• **PROVIDED PASSAGE**:

Congrats to Lauren for finishing her marathon, Miles for his marathon, and Sara for completing her half.  And a big congrats to Team Momentum members who finished the Nashville Half and Crazy Legs in Madison, WI.  Great work everyone!

How was your weekend?  Any races?

Nail Your Pre-Race Prep

One of the most essential parts of race training is consistency.  I talk a lot with my athletes about staying on their plan, wearing the same shoes, using the same clothes, and eating the same foods before a run.  The reason for this is relatively simple; running is a beast of a sport and even on your best days it can sneak up on you and leave you chafed or bent over with cramps.  Finding the right foods and clothes that make the sport work best for you is key.

So it shouldn’t be any surprise that you need to stick with this consistency right up until the race gun goes off.  The reason you practice wearing the same clothes every long run is so that you can wear that exact same outfit on race day and know that it won’t chafe or leave you with a major wedgie starting at mile 15 of a marathon.  You wear the same shoes for weeks up until the race so that when you run that race you don’t discover new blisters all over your heels and toes.  This means, you need to wear that gear you practiced in on race day!

I preach about eating a proper breakfast each morning before your long run so that over the course of your training you can learn what foods work (and what doesn’t).  Ryan Hall eats pancakes before his long runs.  I used to do that but discovered that somewhere past 16 miles they no longer work for me and my stomach will revolt.  Now I know that a bagel with peanut butter and jelly is key for me.  Therefore, on race day I eat that bagel and peanut butter and jelly.  And I do it 2 hours before the race starts because during my practice sessions I know that my stomach needs that long to digest before I run.  I know getting up two hours earlier for some people sounds incredibly annoying, but it is worth it to not end up searching for a port-a-potty on the race course.  That means, you need to eat the same foods you ate during your practice sessions on race day.

• **TO BE DONE**:
1. Answer these questions about the running post:
(a) What did Sara complete?
(b) What does Ryan Hall eat before his long runs?
(c) How long before the race starts does the writer eat breakfast?
2. Can you rewrite the running post from "Nail Your Pre-Race Prep" up to and including "you is key.", swapping "consistency" for "routine"?

• **Object location annotation data**:
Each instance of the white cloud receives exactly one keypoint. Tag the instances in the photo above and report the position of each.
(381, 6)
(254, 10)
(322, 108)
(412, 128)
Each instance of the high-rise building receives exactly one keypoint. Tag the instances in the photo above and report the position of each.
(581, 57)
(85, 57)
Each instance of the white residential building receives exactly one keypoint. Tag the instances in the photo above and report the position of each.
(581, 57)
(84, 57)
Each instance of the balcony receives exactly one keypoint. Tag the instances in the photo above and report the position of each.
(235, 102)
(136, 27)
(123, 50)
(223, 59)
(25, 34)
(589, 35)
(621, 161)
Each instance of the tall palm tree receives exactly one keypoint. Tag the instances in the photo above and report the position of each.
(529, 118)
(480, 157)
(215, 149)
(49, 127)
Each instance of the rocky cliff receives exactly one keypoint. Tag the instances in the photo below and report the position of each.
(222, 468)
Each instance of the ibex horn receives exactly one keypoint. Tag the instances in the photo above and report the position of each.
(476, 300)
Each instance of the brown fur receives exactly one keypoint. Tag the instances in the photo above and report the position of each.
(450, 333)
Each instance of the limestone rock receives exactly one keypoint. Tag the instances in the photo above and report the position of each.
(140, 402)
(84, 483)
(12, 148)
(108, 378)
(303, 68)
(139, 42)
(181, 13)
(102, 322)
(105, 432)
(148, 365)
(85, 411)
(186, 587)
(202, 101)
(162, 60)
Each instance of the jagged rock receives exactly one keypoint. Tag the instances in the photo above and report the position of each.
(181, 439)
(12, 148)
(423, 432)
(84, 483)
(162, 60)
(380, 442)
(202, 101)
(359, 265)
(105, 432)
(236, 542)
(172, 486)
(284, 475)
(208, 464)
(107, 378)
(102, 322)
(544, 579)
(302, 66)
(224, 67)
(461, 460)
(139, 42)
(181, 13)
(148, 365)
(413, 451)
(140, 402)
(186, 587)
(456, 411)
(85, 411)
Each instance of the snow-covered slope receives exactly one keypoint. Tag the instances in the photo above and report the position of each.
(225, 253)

• **TASK RESPONSES**:
1.
(a) Her half.
(b) Pancakes.
(c) 2 hours.

2.
Nail Your Pre-Race Prep

One of the most essential parts of race training is routine.  I talk a lot with my athletes about staying on their plan, wearing the same shoes, using the same clothes, and eating the same foods before a run.  The reason for this is relatively simple; running is a beast of a sport and even on your best days it can sneak up on you and leave you chafed or bent over with cramps.  Finding the right foods and clothes that make the sport work best for you is key.